— Start READING TEXT —

# Carrying bikes, France and Spain



## tubbytuba (Mar 21, 2007)

Sorry in advance, I know this has been discussed before, I've searched and cannot find where it appeared  

What do I need on the bikes (rear rack) for France and Spain? is it a reflective triangle? 
And where can I get hold of one?

Quite happy to be pointed to the appropriate thread by someone less of a thicky than I  

Steve.


----------



## MrsW (Feb 8, 2009)

Here is the link you need, posted by Grizzly on a thread entitled "high vis jackets" earlier this month. http://www.erso.eu/knowledge/conten...gulations_for_cyclists_and_their_vehicles.htm

We have a board made by Fiamma which complies and can be bought in many camping shops or bike shops. Happy travelling!


----------



## chapter (May 1, 2005)

you can order one from here
chapter


----------



## tubbytuba (Mar 21, 2007)

Thanks chaps, will have a look around next week, and know where to order one if the search fails. 
Cheers
Steve


----------



## MrsW (Feb 8, 2009)

It's worth a good search of the internet when buying that way - prices really vary, and the first you come to is not always the cheapest - just look out for p & p as well though!


----------



## tubbytuba (Mar 21, 2007)

Thanks Mrs W, the p & P for the one that chapter quoted was £5, thats why I decided to have a look around first.
Now I know exactly what I'm looking for, the jobs a bit easier  

Steve


----------



## JohnsCrossMotorHomes (Jul 21, 2007)

— End READING TEXT —

Reproduce the forum thread above about carrying bikes in France and Spain in full, word for word.

— Start SUPPLIED RECORDS —

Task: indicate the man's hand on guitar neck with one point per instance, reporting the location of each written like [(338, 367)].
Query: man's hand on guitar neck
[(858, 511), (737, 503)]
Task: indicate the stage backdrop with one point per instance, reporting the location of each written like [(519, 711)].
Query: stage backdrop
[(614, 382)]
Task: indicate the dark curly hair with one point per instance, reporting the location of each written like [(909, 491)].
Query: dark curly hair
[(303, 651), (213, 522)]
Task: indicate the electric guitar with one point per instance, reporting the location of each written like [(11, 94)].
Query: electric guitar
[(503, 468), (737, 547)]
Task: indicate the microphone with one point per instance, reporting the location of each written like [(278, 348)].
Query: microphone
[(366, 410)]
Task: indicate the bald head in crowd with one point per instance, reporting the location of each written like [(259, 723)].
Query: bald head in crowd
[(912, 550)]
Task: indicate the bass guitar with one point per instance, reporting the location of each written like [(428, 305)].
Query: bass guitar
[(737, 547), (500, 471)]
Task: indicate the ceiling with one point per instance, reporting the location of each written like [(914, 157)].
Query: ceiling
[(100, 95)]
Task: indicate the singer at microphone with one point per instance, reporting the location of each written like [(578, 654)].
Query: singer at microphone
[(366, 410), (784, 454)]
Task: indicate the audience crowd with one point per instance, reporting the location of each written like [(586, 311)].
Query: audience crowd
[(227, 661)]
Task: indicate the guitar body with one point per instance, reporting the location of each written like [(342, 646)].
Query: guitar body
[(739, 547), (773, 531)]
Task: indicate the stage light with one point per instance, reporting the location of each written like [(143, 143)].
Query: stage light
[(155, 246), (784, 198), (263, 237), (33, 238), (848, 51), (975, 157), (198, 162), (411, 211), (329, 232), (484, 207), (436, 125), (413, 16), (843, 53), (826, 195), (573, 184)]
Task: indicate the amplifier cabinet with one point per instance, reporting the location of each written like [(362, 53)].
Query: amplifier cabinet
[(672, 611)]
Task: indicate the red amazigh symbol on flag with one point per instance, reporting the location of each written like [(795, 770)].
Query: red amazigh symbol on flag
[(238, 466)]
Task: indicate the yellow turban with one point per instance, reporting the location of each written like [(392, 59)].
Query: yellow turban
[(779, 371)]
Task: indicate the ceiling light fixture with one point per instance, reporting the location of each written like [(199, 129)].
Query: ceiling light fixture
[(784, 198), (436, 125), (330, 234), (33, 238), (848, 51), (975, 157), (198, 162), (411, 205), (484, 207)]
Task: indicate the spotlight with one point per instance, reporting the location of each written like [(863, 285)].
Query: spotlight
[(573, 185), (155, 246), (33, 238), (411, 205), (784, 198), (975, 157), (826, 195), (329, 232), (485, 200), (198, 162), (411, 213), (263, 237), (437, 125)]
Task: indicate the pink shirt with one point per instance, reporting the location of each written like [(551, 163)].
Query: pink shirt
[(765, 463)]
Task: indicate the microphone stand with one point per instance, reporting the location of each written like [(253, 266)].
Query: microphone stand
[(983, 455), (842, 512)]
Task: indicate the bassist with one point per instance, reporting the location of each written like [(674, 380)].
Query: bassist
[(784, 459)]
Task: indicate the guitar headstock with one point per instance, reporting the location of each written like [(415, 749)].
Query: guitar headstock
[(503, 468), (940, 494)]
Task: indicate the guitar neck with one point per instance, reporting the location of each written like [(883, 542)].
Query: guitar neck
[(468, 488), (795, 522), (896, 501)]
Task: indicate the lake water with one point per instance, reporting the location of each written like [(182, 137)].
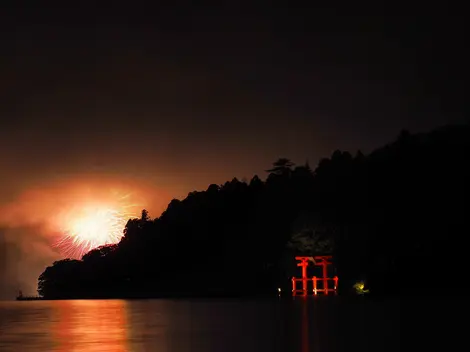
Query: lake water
[(322, 325)]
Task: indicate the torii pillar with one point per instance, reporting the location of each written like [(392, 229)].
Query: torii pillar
[(303, 264), (324, 261)]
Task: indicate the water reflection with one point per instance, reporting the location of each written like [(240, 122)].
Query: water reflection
[(89, 326), (302, 325)]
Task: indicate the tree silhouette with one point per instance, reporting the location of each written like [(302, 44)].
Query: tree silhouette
[(385, 216)]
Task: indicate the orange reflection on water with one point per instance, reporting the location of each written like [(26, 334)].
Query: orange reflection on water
[(90, 325)]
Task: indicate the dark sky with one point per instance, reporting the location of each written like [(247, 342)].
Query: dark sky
[(183, 97), (159, 102)]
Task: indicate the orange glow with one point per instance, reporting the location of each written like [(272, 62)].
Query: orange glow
[(91, 224), (88, 326), (72, 215), (322, 261)]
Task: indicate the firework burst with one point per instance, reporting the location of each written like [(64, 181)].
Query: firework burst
[(94, 224)]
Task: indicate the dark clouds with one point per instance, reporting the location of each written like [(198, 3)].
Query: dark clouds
[(184, 97)]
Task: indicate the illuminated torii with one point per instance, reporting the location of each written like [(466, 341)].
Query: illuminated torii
[(322, 261)]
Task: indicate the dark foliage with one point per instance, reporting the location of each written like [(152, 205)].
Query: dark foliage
[(395, 217)]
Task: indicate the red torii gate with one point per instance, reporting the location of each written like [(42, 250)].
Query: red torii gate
[(321, 260)]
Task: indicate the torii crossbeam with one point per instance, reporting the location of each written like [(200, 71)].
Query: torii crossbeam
[(322, 261)]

— End SUPPLIED RECORDS —

RESULT OF THIS TASK:
# Carrying bikes, France and Spain



## tubbytuba (Mar 21, 2007)

Sorry in advance, I know this has been discussed before, I've searched and cannot find where it appeared  

What do I need on the bikes (rear rack) for France and Spain? is it a reflective triangle? 
And where can I get hold of one?

Quite happy to be pointed to the appropriate thread by someone less of a thicky than I  

Steve.


----------



## MrsW (Feb 8, 2009)

Here is the link you need, posted by Grizzly on a thread entitled "high vis jackets" earlier this month. http://www.erso.eu/knowledge/conten...gulations_for_cyclists_and_their_vehicles.htm

We have a board made by Fiamma which complies and can be bought in many camping shops or bike shops. Happy travelling!


----------



## chapter (May 1, 2005)

you can order one from here
chapter


----------



## tubbytuba (Mar 21, 2007)

Thanks chaps, will have a look around next week, and know where to order one if the search fails. 
Cheers
Steve


----------



## MrsW (Feb 8, 2009)

It's worth a good search of the internet when buying that way - prices really vary, and the first you come to is not always the cheapest - just look out for p & p as well though!


----------



## tubbytuba (Mar 21, 2007)

Thanks Mrs W, the p & P for the one that chapter quoted was £5, thats why I decided to have a look around first.
Now I know exactly what I'm looking for, the jobs a bit easier  

Steve


----------



## JohnsCrossMotorHomes (Jul 21, 2007)